PROBLEM STATEMENT
The complete listing should be restated exactly.

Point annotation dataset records
+ + +

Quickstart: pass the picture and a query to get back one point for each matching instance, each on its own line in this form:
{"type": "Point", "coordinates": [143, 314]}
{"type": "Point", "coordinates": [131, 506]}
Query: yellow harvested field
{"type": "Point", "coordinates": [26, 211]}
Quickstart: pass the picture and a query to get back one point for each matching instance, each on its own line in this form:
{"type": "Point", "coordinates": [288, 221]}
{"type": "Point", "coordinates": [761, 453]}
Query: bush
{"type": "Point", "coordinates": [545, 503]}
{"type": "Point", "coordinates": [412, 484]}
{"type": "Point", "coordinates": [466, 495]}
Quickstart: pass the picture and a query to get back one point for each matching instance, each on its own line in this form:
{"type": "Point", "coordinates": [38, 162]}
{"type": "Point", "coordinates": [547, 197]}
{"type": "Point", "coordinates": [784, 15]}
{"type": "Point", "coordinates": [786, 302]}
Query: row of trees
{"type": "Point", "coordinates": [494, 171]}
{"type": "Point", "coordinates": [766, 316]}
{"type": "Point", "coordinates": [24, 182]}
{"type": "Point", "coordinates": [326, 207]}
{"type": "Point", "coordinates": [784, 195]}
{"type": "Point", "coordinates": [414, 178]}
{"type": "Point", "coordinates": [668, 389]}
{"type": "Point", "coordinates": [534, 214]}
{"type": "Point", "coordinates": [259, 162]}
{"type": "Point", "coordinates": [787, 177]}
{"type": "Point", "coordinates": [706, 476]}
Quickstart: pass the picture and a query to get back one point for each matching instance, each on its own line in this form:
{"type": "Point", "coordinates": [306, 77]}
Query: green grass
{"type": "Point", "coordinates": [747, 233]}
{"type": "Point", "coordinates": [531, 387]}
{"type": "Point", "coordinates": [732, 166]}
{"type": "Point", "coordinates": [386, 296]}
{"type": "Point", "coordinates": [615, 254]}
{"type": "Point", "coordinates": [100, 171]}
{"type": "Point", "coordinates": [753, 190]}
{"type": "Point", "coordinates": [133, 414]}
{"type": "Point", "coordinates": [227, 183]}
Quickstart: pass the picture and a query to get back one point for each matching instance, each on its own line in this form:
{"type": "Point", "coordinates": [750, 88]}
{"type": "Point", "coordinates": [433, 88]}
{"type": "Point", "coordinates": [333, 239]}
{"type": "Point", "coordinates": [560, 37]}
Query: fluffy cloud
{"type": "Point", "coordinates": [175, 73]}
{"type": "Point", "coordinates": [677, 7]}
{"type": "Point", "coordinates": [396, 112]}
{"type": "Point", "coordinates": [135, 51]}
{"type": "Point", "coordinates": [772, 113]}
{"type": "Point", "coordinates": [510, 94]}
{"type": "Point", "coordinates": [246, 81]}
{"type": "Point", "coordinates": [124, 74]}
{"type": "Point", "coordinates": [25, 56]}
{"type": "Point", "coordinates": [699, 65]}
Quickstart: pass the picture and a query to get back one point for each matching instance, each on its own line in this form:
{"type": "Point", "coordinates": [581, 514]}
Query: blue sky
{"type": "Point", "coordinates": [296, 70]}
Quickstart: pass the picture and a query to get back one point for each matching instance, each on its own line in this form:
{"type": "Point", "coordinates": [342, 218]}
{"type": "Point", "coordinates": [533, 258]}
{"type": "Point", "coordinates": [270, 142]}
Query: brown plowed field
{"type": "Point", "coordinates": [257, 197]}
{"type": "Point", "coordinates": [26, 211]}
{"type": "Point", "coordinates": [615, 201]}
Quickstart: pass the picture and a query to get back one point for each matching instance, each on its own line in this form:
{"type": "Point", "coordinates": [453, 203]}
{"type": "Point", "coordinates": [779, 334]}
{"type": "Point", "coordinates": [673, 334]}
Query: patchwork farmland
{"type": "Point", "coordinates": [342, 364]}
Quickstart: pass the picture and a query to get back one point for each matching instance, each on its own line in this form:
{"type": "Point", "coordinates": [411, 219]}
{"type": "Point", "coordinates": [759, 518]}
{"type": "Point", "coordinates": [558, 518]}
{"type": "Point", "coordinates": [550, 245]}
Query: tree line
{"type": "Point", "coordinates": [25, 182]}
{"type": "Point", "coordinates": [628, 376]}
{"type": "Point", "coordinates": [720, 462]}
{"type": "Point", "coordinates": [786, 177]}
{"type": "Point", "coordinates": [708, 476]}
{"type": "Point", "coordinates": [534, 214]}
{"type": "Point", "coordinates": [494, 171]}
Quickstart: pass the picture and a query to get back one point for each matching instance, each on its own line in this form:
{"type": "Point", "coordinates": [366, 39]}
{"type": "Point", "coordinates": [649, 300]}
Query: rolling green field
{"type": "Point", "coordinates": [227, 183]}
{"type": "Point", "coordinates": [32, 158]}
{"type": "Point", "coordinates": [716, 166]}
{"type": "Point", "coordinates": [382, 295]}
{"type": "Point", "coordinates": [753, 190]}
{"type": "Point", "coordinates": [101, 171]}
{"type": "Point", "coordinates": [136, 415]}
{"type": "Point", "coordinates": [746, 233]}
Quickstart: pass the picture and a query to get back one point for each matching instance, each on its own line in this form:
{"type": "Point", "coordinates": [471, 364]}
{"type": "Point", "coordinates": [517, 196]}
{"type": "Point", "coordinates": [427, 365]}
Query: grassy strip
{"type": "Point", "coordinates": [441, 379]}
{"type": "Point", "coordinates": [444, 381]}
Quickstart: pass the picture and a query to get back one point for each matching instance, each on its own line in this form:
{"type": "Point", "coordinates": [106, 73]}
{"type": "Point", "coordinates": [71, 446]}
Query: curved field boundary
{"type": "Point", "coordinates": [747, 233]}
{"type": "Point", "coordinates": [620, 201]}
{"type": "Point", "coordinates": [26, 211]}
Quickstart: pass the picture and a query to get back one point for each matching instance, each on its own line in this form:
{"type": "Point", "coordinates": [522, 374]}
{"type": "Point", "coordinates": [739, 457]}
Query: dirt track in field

+ + +

EXERCISE RESULT
Quickstart: pass the picture and a query to get back one point for each matching instance, each on its own line in this form:
{"type": "Point", "coordinates": [143, 314]}
{"type": "Point", "coordinates": [131, 506]}
Query: yellow harvested field
{"type": "Point", "coordinates": [26, 211]}
Quickstart: pass the picture and a query to get back one point for each matching instance, each on its own line in this form:
{"type": "Point", "coordinates": [288, 221]}
{"type": "Point", "coordinates": [761, 453]}
Query: bush
{"type": "Point", "coordinates": [545, 503]}
{"type": "Point", "coordinates": [412, 484]}
{"type": "Point", "coordinates": [466, 495]}
Quickstart: pass the picture and a query to get back one point for each matching instance, each on its own line in this form:
{"type": "Point", "coordinates": [38, 162]}
{"type": "Point", "coordinates": [547, 197]}
{"type": "Point", "coordinates": [784, 15]}
{"type": "Point", "coordinates": [786, 302]}
Query: row of trees
{"type": "Point", "coordinates": [494, 171]}
{"type": "Point", "coordinates": [766, 316]}
{"type": "Point", "coordinates": [24, 182]}
{"type": "Point", "coordinates": [326, 207]}
{"type": "Point", "coordinates": [784, 195]}
{"type": "Point", "coordinates": [414, 178]}
{"type": "Point", "coordinates": [668, 389]}
{"type": "Point", "coordinates": [534, 214]}
{"type": "Point", "coordinates": [259, 162]}
{"type": "Point", "coordinates": [787, 177]}
{"type": "Point", "coordinates": [706, 476]}
Quickstart: pass the picture and a query to get back one point for each matching instance, each on its own line in this form:
{"type": "Point", "coordinates": [306, 77]}
Query: green grass
{"type": "Point", "coordinates": [747, 233]}
{"type": "Point", "coordinates": [531, 387]}
{"type": "Point", "coordinates": [732, 166]}
{"type": "Point", "coordinates": [386, 296]}
{"type": "Point", "coordinates": [615, 254]}
{"type": "Point", "coordinates": [100, 171]}
{"type": "Point", "coordinates": [753, 190]}
{"type": "Point", "coordinates": [133, 414]}
{"type": "Point", "coordinates": [227, 183]}
Quickstart: pass the picture and a query to get back one point for each matching instance, each on its own line in this form:
{"type": "Point", "coordinates": [750, 88]}
{"type": "Point", "coordinates": [433, 88]}
{"type": "Point", "coordinates": [333, 239]}
{"type": "Point", "coordinates": [560, 37]}
Query: fluffy cloud
{"type": "Point", "coordinates": [175, 73]}
{"type": "Point", "coordinates": [677, 7]}
{"type": "Point", "coordinates": [396, 112]}
{"type": "Point", "coordinates": [135, 51]}
{"type": "Point", "coordinates": [772, 113]}
{"type": "Point", "coordinates": [510, 94]}
{"type": "Point", "coordinates": [246, 81]}
{"type": "Point", "coordinates": [124, 74]}
{"type": "Point", "coordinates": [25, 56]}
{"type": "Point", "coordinates": [699, 65]}
Quickstart: pass the picture and a query to get back one point for each matching instance, each on its own line in this form:
{"type": "Point", "coordinates": [581, 514]}
Query: blue sky
{"type": "Point", "coordinates": [296, 70]}
Quickstart: pass the picture and a query to get back one point for each matching instance, each on its own line in this form:
{"type": "Point", "coordinates": [342, 218]}
{"type": "Point", "coordinates": [533, 258]}
{"type": "Point", "coordinates": [270, 142]}
Query: brown plowed field
{"type": "Point", "coordinates": [257, 197]}
{"type": "Point", "coordinates": [26, 211]}
{"type": "Point", "coordinates": [615, 201]}
Quickstart: pass the picture and a query to get back one point for each matching instance, each on its own line in this form:
{"type": "Point", "coordinates": [453, 203]}
{"type": "Point", "coordinates": [779, 334]}
{"type": "Point", "coordinates": [673, 334]}
Query: patchwork farmland
{"type": "Point", "coordinates": [342, 364]}
Quickstart: pass the picture and a query to get back one point for each matching instance, each on its own line in this form:
{"type": "Point", "coordinates": [411, 219]}
{"type": "Point", "coordinates": [759, 518]}
{"type": "Point", "coordinates": [558, 518]}
{"type": "Point", "coordinates": [550, 245]}
Query: tree line
{"type": "Point", "coordinates": [25, 182]}
{"type": "Point", "coordinates": [628, 376]}
{"type": "Point", "coordinates": [720, 462]}
{"type": "Point", "coordinates": [786, 177]}
{"type": "Point", "coordinates": [708, 476]}
{"type": "Point", "coordinates": [534, 214]}
{"type": "Point", "coordinates": [494, 171]}
Quickstart: pass the picture and a query to get back one point for each matching instance, each on its own line in this form:
{"type": "Point", "coordinates": [366, 39]}
{"type": "Point", "coordinates": [649, 300]}
Query: rolling green field
{"type": "Point", "coordinates": [227, 183]}
{"type": "Point", "coordinates": [32, 158]}
{"type": "Point", "coordinates": [716, 166]}
{"type": "Point", "coordinates": [382, 295]}
{"type": "Point", "coordinates": [753, 190]}
{"type": "Point", "coordinates": [101, 171]}
{"type": "Point", "coordinates": [136, 415]}
{"type": "Point", "coordinates": [746, 233]}
Quickstart: pass the picture and a query to get back one point for each matching instance, each on its own line in this form:
{"type": "Point", "coordinates": [471, 364]}
{"type": "Point", "coordinates": [517, 196]}
{"type": "Point", "coordinates": [427, 365]}
Query: grassy strip
{"type": "Point", "coordinates": [441, 379]}
{"type": "Point", "coordinates": [444, 381]}
Quickstart: pass the picture and a query to get back one point for each matching instance, each on its own line in this form:
{"type": "Point", "coordinates": [106, 73]}
{"type": "Point", "coordinates": [71, 446]}
Query: curved field boundary
{"type": "Point", "coordinates": [747, 233]}
{"type": "Point", "coordinates": [620, 201]}
{"type": "Point", "coordinates": [26, 211]}
Quickstart: pass the picture and a query to get back one point for each matching instance, each on its own line in this form:
{"type": "Point", "coordinates": [522, 374]}
{"type": "Point", "coordinates": [739, 457]}
Query: dirt track in field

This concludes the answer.